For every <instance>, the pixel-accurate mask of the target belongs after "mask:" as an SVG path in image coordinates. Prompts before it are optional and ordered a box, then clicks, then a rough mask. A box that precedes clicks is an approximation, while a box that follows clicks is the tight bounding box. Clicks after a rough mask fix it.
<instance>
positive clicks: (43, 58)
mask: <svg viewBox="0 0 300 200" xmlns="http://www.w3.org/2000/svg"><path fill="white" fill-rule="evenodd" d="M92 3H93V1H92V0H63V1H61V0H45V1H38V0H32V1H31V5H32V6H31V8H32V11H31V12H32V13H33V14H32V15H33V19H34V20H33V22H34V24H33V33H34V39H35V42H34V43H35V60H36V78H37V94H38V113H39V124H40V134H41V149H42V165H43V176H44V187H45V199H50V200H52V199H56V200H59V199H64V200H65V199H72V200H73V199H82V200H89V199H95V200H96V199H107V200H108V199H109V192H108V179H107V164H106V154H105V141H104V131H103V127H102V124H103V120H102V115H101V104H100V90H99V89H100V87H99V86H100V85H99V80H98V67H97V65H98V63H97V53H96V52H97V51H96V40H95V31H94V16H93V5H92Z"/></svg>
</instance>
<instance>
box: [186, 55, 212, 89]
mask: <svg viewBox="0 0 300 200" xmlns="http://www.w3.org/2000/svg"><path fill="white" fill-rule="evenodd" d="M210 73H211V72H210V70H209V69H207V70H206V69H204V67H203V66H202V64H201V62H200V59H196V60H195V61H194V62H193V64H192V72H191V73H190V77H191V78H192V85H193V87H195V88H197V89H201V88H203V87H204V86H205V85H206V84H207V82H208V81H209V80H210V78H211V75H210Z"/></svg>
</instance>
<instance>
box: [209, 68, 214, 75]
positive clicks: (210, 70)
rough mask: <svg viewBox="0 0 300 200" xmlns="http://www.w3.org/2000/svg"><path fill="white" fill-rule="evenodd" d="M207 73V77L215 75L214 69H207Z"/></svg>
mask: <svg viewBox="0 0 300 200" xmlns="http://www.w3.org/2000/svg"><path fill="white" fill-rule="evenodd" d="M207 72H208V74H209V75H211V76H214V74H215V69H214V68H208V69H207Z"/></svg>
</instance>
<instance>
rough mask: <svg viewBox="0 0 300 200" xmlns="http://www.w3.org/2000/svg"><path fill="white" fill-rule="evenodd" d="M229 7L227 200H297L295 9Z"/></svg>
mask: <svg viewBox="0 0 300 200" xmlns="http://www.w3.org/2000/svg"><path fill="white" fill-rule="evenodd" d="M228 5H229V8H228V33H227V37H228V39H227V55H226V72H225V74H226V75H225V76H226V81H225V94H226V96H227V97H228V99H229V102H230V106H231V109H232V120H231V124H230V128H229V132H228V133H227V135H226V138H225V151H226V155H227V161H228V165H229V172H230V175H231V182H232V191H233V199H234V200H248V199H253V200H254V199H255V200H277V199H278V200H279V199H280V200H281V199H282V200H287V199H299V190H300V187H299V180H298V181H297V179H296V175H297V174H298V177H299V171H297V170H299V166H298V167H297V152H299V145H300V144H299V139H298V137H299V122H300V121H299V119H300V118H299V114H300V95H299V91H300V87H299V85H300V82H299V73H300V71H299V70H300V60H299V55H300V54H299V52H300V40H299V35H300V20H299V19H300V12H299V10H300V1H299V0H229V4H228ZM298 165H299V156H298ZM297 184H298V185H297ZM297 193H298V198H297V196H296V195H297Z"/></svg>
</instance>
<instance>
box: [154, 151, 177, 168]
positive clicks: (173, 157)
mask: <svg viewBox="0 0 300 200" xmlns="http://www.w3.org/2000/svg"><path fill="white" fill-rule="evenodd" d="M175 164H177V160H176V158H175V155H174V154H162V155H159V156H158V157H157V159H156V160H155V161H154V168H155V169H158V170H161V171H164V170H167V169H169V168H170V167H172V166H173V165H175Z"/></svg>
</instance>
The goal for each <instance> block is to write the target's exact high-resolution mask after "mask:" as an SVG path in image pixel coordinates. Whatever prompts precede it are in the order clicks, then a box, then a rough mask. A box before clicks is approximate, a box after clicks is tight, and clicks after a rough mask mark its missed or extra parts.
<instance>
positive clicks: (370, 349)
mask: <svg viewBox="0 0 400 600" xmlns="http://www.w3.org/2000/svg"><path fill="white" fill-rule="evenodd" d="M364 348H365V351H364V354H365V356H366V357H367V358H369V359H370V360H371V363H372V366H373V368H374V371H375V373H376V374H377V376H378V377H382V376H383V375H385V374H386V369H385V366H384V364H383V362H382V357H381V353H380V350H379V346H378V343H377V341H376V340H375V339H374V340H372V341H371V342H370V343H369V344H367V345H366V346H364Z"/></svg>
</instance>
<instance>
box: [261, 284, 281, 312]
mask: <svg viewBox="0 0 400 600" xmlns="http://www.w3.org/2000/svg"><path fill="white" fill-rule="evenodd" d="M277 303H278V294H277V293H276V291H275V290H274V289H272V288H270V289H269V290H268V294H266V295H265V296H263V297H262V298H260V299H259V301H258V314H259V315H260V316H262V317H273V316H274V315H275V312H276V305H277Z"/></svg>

......

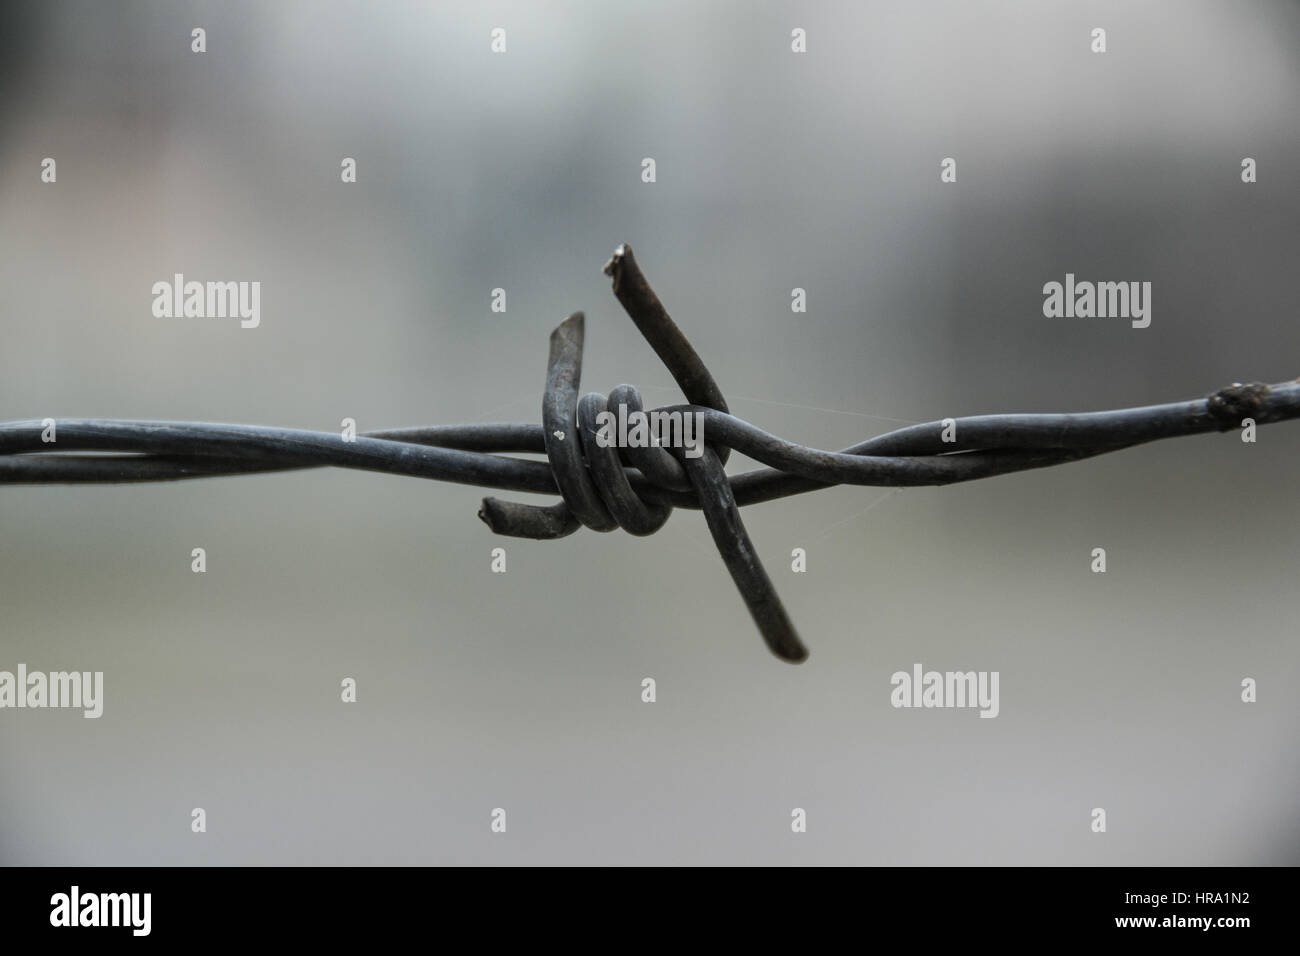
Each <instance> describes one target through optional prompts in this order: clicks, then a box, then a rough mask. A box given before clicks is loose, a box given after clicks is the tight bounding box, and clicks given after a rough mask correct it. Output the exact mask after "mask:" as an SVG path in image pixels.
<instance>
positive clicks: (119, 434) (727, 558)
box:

......

§ **Work to be completed**: Pick out every line in the data above that contains the word "bounding", and copy each of those lines. Case counts.

§ **Finished exercise**:
For every <instance>, the pixel-accurate mask of the target belongs after "mask:" as an SVG path in image coordinates. Prompts before it are optional and ordered a box, then clicks, then a rough mask. A box that precedes clicks is an approximation, while a box that follows clicks is the tight bounding box. Clicks after a rough mask fix it.
Each <instance> describes one target through optional prompts in this order: clicks, then a box, then a rough mask. A box given before clicks is loose, a box given after clicks is the tight bounding box, and clicks given after a rough mask correct it. Output the exact mask after "mask:" as an SVG path in image pixels.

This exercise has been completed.